Lines of data
━━━━━━━━━━━━━━━━

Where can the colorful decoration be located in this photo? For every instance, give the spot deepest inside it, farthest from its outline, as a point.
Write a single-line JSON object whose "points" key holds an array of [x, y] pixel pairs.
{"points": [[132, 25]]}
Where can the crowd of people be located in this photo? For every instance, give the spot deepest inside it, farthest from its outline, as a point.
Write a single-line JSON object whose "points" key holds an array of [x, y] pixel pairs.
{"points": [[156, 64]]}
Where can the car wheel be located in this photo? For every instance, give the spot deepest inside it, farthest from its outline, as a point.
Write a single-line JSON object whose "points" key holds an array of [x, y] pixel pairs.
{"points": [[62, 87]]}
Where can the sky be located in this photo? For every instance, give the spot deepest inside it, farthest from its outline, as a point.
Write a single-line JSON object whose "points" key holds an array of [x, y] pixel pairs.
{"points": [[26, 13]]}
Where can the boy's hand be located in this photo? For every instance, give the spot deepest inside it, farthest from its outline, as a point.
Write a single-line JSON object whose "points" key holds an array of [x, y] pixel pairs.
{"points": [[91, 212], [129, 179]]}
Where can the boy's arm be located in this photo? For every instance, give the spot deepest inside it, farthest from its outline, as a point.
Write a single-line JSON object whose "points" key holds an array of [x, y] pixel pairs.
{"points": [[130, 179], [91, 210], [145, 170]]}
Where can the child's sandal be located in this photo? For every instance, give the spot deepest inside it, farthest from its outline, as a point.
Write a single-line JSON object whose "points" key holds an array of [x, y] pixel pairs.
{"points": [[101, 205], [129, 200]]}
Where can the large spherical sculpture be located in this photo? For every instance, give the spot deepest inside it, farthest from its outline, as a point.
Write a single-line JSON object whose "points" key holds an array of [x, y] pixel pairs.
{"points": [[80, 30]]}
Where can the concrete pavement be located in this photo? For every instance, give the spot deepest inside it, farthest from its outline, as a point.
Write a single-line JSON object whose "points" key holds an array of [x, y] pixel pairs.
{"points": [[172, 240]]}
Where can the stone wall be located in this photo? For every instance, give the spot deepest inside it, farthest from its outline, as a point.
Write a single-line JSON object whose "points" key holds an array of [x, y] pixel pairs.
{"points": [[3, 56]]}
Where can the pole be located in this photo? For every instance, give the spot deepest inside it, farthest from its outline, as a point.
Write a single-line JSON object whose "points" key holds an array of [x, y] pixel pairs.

━━━━━━━━━━━━━━━━

» **To be done**: Retype the listing word for word, starting at the line that contains "Where can the concrete" and ending with its final line.

» **Written response**:
Where can the concrete pavement be located in this photo? For every instance, give the spot deepest inside it, farthest from its outline, as a point.
Write a single-line JSON object whose "points" key holds an array of [x, y] pixel pairs.
{"points": [[172, 240]]}
Where can the stone wall be located in this photo? For every instance, give the spot deepest inside it, farthest from its outline, as a point.
Write a single-line JSON object whose "points" key holds an array of [x, y] pixel pairs.
{"points": [[3, 56]]}
Where can the pole be located in this photo? For every instance, give the spot deepest inside it, farthest from its outline, as a point.
Write a single-line JSON object whose "points" key holds an array of [x, y] pixel pairs.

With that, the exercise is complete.